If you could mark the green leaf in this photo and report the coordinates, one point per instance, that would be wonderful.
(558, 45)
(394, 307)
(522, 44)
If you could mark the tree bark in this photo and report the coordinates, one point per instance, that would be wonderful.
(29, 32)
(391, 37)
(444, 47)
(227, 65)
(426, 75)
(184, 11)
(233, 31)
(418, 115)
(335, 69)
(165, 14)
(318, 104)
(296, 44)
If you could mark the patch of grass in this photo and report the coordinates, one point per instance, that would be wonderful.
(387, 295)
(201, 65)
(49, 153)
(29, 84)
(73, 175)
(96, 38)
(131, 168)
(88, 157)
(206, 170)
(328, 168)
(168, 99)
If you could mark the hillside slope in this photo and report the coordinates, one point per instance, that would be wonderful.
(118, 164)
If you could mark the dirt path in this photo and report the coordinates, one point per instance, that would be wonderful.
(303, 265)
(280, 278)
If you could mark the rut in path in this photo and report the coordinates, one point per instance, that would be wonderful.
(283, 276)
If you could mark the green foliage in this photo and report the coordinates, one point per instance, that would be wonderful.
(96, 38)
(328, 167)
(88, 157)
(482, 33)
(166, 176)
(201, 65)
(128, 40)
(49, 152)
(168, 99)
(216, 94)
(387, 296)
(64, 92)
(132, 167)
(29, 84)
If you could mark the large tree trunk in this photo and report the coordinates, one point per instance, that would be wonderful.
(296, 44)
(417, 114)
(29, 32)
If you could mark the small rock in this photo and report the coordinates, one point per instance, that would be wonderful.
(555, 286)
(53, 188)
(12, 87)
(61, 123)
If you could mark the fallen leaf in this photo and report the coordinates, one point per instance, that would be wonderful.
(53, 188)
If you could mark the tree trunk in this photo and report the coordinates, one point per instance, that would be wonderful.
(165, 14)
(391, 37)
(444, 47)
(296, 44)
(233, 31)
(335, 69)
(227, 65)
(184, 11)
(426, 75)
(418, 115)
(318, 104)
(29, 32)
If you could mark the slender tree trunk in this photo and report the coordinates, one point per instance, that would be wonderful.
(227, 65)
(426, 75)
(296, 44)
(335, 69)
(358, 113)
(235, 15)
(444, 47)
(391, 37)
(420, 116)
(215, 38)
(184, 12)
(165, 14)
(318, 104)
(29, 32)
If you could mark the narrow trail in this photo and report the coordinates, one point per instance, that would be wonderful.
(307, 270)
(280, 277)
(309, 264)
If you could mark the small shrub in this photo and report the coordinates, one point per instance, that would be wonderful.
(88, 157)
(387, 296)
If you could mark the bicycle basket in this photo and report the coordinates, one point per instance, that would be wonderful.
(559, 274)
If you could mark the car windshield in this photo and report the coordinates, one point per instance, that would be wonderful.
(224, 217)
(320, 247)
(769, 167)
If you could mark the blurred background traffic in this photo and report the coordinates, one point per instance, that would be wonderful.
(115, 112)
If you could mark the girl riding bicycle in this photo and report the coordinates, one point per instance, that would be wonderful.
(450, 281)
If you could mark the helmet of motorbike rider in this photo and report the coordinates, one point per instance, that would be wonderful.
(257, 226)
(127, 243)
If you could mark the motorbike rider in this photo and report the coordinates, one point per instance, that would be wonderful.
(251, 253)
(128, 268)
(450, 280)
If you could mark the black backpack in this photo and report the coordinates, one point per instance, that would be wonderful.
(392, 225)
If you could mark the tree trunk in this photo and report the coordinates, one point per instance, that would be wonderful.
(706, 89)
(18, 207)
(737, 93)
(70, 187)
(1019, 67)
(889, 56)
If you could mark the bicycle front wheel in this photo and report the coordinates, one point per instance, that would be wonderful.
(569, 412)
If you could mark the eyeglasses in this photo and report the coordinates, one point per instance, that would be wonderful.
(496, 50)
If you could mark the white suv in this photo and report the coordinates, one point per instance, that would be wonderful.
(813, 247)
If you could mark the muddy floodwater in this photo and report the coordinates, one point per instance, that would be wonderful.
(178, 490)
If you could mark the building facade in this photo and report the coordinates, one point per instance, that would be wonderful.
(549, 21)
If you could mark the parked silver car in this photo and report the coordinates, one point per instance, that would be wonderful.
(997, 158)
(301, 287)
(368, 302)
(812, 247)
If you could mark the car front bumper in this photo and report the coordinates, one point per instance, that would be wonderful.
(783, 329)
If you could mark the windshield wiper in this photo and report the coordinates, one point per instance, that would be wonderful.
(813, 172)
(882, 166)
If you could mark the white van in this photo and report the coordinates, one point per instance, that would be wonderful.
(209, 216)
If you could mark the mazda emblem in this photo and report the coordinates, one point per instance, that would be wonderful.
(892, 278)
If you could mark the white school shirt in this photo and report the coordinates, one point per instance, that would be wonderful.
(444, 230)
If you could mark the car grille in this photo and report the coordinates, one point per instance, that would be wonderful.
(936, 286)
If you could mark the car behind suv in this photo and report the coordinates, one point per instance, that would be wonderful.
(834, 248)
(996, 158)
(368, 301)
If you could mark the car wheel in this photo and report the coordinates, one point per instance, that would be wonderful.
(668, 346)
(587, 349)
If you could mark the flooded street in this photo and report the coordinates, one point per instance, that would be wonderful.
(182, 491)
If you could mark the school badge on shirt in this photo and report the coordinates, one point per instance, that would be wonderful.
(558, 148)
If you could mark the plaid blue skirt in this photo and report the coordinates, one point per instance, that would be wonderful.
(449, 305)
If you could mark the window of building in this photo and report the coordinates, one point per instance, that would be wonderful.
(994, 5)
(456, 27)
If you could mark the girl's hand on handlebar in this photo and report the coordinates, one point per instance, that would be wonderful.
--
## Do this
Reproduce each entry word for word.

## Answer to this task
If you could mark the green leaf in this photo and report the coordinates, one point per instance, that would be wonderful.
(558, 45)
(394, 307)
(522, 44)
If you could mark the tree bark in this photo and report the coordinates, one point per instance, that would be wonderful.
(29, 32)
(391, 37)
(444, 47)
(227, 65)
(426, 75)
(184, 11)
(233, 31)
(418, 115)
(335, 69)
(165, 14)
(318, 104)
(296, 44)
If you could mark the patch of grass in this photo and report the coordinates, one point per instance, that would be wonderful.
(387, 295)
(201, 65)
(49, 153)
(29, 84)
(73, 175)
(96, 38)
(131, 168)
(88, 157)
(206, 170)
(328, 168)
(168, 99)
If you could mark the hillside slope in this photo and report the coordinates, one point per instance, that would be wonderful.
(118, 164)
If you could mark the dirt path in this photo and report the coordinates, one point per instance, that would be wonderful.
(303, 265)
(280, 278)
If you could mark the rut in path in this photo and report the coordinates, one point per instance, that would be wonderful.
(283, 276)
If you could mark the green foliage in this photo and report the coordinates, one point per instance, that would be wonderful.
(96, 38)
(328, 167)
(88, 157)
(482, 33)
(166, 176)
(201, 65)
(128, 40)
(49, 152)
(168, 99)
(216, 94)
(387, 296)
(64, 92)
(132, 167)
(29, 84)
If you could mark the large tree trunk in this photo and report the coordinates, one point per instance, that would be wonderful.
(296, 44)
(417, 114)
(29, 32)
If you could mark the small rock in this photo and report the coordinates, one point per instance, that would be wonderful.
(555, 286)
(53, 188)
(12, 87)
(61, 123)
If you could mark the fallen leaf in this photo and report the coordinates, one point per instance, that would be wonderful.
(53, 188)
If you could mark the tree trunk in this photo and report the coordinates, one point per instance, that would be wonderful.
(165, 14)
(391, 37)
(444, 47)
(296, 44)
(233, 31)
(335, 69)
(227, 65)
(184, 11)
(426, 75)
(418, 115)
(318, 104)
(29, 32)
If you could mark the slender tree trunk in this photo and report the coordinates, one point per instance, that would be wonderful.
(227, 65)
(426, 75)
(296, 44)
(335, 69)
(358, 113)
(235, 15)
(444, 47)
(391, 37)
(420, 116)
(215, 38)
(184, 12)
(165, 14)
(318, 104)
(29, 32)
If you could mark the narrow trail in this photo and report the coordinates, one point per instance, that would be wonderful.
(307, 270)
(280, 277)
(309, 264)
If you could mark the small shrub in this photo and report the coordinates, one point per instance, that would be wonderful.
(88, 157)
(387, 296)
If you could mark the bicycle basket in this photo and report the coordinates, one point per instance, that would be wonderful.
(559, 274)
If you could mark the car windshield in this photo and report the coordinates, one point per instance, that would be wonderful.
(224, 217)
(320, 247)
(769, 167)
If you could mark the blurred background traffic in this photo and report the coordinates, one point per instance, that would be wonderful.
(115, 112)
If you could mark the girl riding bicycle in this photo and report the coordinates, one point per instance, that would be wonderful.
(450, 281)
If you could mark the helmet of motorbike rider in this photo and report the coordinates, one point per instance, that would be wonderful.
(257, 226)
(127, 243)
If you could mark the motorbike rider in this photo and report the coordinates, one point per instance, that would be wonderful.
(251, 253)
(128, 268)
(450, 280)
If you could mark the black backpack in this photo and report the coordinates, one point per instance, that would be wonderful.
(392, 225)
If you could mark the tree trunk in this photo and report the coordinates, one point per instance, that would be wonderful.
(706, 89)
(18, 207)
(737, 93)
(70, 187)
(1019, 67)
(889, 56)
If you could mark the bicycle front wheel in this photo and report the coordinates, one point per instance, that would be wonderful.
(569, 412)
If you could mark the eyeglasses in this photo and report the coordinates, one point per instance, that would be wonderful.
(496, 50)
If you could mark the white suv in this photo and report the coordinates, one point per instance, that would be wonderful.
(813, 247)
If you could mark the muddy floodwater in this photo and report the coordinates, one point per instance, that would be wonderful.
(178, 490)
If you could mark the building facade in this photo and report the coordinates, one point per instance, that would be wonderful.
(549, 21)
If you could mark the parked silver car in this photo and report the coordinates, one point per instance, that would be wonderful.
(997, 158)
(301, 287)
(368, 302)
(812, 247)
If you could mark the car front bumper in this photo and report the coordinates, one point per instance, that would be wonderful.
(783, 329)
If you could mark the windshield wiper in this photo and report the coordinates, one point per instance, that would be wonderful.
(813, 172)
(882, 166)
If you could mark the white van in this photo and report the coordinates, one point per instance, that would be wonderful.
(209, 216)
If you could mark the mazda emblem in this photo and report the coordinates, one point per instance, that would be wonderful.
(892, 278)
If you could mark the white school shirt in this photo and report the coordinates, one point per instance, that would be wonderful.
(444, 230)
If you could mark the car grille in this photo and report the coordinates, one point per instance, that would be wonderful.
(936, 286)
If you could mark the car behind suv in this photo and report the coordinates, one point per instance, that would be wonderful.
(834, 248)
(996, 158)
(368, 301)
If you could mark the car wheel in this photo and report the coordinates, one point per instance, that would be wonderful.
(668, 346)
(587, 349)
If you could mark the flooded street in this photo and report the coordinates, one point per instance, that would be wonderful.
(182, 491)
If you could mark the school badge on shirt in this photo and report the coordinates, one point per instance, that would be wonderful.
(558, 148)
If you could mark the plaid blue skirt in this photo and report the coordinates, one point per instance, that would be wonderful.
(449, 305)
If you could mark the window of building in this photo and report the coordinates, one point per instance, that would be wonderful.
(994, 5)
(456, 27)
If you could mark the girl's hand on handlebar in this photo and report the coordinates, one point per instance, that would be wonderful.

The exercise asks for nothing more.